What is required ▸
Count the lines below that contain the string "door", and report only that number.

Data records ▸
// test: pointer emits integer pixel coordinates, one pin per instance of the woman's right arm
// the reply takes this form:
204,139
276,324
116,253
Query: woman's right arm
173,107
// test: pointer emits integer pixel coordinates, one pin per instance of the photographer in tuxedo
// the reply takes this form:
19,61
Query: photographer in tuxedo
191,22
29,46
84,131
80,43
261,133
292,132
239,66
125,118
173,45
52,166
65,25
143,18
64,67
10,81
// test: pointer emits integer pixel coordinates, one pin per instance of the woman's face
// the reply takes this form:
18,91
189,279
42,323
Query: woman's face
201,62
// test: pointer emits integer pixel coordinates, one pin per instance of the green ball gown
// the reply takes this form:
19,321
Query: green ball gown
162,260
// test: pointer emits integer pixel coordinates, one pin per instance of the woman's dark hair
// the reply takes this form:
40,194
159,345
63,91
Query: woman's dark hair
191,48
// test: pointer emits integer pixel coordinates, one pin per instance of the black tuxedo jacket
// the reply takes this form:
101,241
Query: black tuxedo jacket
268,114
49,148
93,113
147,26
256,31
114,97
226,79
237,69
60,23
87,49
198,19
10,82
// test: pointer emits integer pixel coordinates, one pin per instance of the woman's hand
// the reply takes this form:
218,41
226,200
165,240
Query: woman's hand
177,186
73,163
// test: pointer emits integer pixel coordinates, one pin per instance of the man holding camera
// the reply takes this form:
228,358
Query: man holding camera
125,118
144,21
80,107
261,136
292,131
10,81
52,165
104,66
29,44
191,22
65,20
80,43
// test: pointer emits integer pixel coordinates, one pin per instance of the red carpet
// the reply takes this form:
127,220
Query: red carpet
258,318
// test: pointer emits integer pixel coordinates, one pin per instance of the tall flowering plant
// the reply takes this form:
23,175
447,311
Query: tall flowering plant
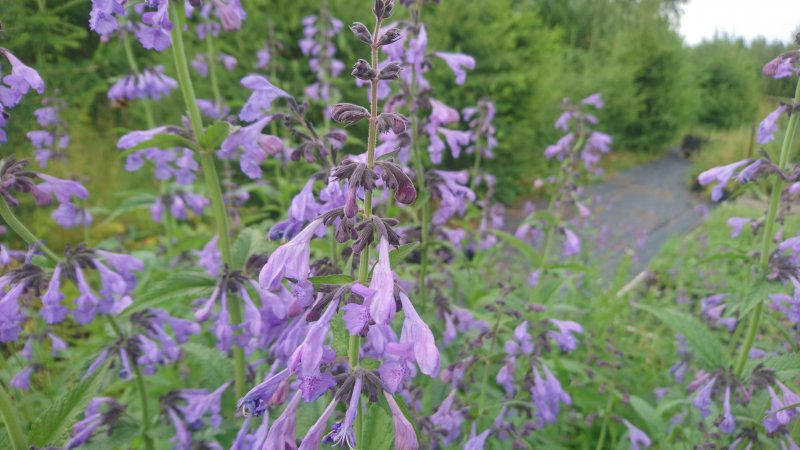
364,306
725,387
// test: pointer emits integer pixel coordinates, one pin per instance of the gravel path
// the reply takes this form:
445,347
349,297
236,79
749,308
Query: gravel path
652,201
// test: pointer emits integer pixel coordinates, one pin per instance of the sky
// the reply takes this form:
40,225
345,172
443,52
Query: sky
774,19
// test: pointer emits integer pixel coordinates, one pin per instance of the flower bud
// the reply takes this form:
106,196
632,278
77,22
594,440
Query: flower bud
406,193
391,71
383,9
362,32
363,71
389,36
392,121
348,113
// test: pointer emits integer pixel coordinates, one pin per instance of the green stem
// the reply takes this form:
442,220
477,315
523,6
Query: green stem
487,363
212,69
150,121
11,421
140,386
210,176
22,231
419,168
604,428
766,240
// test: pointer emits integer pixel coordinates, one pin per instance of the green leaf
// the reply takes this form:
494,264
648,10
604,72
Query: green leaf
378,431
519,244
162,141
212,367
214,135
757,293
248,242
174,288
703,343
331,279
52,426
399,254
786,366
341,337
648,414
125,431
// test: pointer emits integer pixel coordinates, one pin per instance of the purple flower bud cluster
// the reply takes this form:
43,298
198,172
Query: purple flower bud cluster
15,85
116,276
151,83
317,44
53,140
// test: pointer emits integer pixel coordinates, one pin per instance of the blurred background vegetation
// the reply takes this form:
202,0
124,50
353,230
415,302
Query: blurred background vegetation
530,54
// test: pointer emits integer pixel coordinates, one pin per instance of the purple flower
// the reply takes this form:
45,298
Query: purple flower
150,83
768,126
282,434
477,441
210,258
313,437
308,354
638,437
442,114
721,175
102,18
63,190
256,400
736,224
259,102
560,149
230,13
345,434
21,79
563,337
728,424
547,396
702,398
415,331
289,260
382,304
22,379
405,438
782,66
595,100
451,189
356,316
52,310
457,63
154,32
572,243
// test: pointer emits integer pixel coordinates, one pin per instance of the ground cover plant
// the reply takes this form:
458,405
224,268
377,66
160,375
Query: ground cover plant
326,261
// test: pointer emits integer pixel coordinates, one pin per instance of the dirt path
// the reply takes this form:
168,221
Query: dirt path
651,201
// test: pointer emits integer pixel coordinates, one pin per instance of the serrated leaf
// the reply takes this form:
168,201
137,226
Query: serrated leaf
703,343
247,242
331,279
53,424
340,336
161,141
519,244
378,431
396,256
174,288
213,368
214,135
757,293
123,434
648,414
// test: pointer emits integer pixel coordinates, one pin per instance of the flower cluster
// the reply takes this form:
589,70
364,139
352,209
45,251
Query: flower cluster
16,84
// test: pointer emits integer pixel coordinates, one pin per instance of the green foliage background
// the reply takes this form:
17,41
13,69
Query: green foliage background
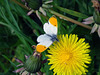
18,32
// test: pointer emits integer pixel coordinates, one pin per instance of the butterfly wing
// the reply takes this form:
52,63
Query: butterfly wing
44,42
51,26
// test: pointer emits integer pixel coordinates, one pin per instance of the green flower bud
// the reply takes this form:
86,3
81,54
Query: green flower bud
34,4
96,17
33,64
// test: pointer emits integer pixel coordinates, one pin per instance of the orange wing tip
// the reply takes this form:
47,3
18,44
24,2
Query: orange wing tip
53,21
41,48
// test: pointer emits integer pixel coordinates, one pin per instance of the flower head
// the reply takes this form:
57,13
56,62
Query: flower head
69,56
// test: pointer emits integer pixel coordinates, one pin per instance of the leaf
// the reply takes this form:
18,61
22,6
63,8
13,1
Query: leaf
71,12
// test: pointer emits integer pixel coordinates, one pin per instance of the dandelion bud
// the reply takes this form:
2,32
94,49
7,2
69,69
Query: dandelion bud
96,17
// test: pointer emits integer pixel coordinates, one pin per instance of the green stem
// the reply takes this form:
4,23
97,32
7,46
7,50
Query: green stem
69,19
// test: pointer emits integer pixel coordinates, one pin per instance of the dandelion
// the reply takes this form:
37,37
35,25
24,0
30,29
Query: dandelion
69,56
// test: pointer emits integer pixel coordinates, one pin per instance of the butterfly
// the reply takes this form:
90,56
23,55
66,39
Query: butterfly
45,40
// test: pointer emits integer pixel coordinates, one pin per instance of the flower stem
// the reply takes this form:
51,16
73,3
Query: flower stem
69,19
20,4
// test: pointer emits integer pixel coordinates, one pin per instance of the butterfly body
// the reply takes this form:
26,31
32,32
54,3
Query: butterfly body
45,40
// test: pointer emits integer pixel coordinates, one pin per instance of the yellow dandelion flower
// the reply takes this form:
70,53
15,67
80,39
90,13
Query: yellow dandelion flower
69,56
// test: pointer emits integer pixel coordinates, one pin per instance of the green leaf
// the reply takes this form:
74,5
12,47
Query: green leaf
71,12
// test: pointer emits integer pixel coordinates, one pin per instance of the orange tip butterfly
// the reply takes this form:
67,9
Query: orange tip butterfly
45,40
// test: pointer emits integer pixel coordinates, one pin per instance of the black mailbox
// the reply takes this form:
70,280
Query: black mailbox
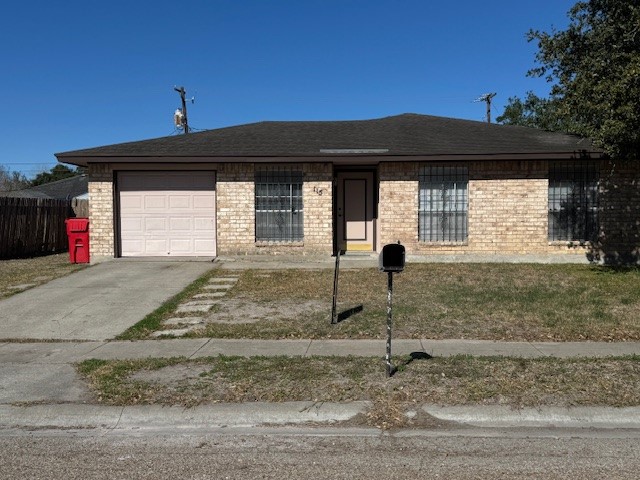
391,258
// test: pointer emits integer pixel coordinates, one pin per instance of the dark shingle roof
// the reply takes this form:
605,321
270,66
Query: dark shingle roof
61,189
400,135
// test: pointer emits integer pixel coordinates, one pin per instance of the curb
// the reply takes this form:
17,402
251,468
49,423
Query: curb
573,417
70,416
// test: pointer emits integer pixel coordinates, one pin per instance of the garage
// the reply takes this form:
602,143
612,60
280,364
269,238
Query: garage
167,214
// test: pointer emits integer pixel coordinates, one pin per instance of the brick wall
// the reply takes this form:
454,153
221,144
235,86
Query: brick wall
619,198
508,209
236,211
101,197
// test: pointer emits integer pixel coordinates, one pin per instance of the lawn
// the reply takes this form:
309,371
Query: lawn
20,274
515,302
458,380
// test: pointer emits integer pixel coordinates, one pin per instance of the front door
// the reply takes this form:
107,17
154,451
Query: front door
355,212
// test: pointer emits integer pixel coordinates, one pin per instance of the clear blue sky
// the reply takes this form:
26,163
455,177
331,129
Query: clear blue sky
79,74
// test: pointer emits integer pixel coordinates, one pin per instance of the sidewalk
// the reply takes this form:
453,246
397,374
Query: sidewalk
39,387
71,352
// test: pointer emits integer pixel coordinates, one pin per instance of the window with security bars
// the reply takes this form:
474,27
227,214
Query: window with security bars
443,203
573,201
279,210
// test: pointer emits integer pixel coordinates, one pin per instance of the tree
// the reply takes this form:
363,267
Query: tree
594,66
533,111
58,172
12,180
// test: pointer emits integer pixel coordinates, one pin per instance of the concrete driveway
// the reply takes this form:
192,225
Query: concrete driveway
97,303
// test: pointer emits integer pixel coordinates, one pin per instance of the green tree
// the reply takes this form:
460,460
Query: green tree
594,66
533,111
58,172
11,180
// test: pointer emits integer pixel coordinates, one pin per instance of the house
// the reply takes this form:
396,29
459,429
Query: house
439,185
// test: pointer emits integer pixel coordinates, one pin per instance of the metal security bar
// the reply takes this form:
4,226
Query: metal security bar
443,203
279,209
573,201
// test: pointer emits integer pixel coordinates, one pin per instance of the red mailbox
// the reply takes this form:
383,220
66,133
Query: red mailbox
78,233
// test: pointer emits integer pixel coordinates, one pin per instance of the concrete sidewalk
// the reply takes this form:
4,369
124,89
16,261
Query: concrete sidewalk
53,353
39,386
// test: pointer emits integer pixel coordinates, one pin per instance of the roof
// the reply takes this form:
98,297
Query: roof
61,189
401,135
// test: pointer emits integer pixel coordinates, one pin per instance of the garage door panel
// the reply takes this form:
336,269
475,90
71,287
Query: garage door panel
201,247
181,224
204,224
131,202
132,224
204,202
135,246
177,202
167,213
155,225
155,202
156,246
181,246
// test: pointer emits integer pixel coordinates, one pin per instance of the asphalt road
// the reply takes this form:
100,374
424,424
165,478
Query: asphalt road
320,454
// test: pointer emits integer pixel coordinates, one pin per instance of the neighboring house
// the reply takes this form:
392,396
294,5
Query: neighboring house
438,185
64,189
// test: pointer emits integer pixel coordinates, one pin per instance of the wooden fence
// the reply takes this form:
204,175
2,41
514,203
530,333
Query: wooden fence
33,226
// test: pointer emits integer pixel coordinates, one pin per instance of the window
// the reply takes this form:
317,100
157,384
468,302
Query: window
573,201
443,203
279,212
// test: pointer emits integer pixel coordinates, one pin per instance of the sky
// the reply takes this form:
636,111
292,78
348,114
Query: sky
79,74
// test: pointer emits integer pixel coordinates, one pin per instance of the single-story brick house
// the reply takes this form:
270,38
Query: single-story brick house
439,185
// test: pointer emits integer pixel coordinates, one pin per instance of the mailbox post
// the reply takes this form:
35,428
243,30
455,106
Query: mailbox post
391,260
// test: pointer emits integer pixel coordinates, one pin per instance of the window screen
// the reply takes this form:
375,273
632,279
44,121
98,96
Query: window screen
443,203
573,201
279,209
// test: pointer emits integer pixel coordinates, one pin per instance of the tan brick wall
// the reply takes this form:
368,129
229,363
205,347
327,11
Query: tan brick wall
317,194
236,211
398,204
508,209
101,197
619,199
235,205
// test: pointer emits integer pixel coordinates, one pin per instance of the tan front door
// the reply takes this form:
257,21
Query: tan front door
355,214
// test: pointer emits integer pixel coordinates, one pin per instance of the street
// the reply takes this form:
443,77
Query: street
327,453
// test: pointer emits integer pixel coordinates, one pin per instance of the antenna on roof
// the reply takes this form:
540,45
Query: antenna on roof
180,115
486,98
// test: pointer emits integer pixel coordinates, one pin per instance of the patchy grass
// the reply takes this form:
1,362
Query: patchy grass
33,272
461,380
521,302
153,321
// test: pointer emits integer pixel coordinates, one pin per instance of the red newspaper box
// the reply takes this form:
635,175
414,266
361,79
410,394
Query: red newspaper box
78,233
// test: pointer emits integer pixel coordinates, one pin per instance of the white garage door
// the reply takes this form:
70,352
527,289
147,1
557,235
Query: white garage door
167,213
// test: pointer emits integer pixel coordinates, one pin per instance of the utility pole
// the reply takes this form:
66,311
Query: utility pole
183,94
487,98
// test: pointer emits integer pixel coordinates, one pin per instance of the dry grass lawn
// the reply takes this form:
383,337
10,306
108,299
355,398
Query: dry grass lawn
516,302
33,271
444,381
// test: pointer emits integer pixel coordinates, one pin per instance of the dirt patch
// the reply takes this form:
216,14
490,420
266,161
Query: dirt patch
242,310
181,373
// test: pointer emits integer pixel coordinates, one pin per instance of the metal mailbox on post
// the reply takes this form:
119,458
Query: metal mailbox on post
391,258
78,233
391,261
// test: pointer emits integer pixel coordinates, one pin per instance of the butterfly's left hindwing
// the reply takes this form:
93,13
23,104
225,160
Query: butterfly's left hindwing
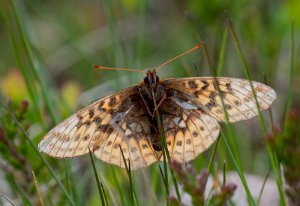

Completed task ▸
8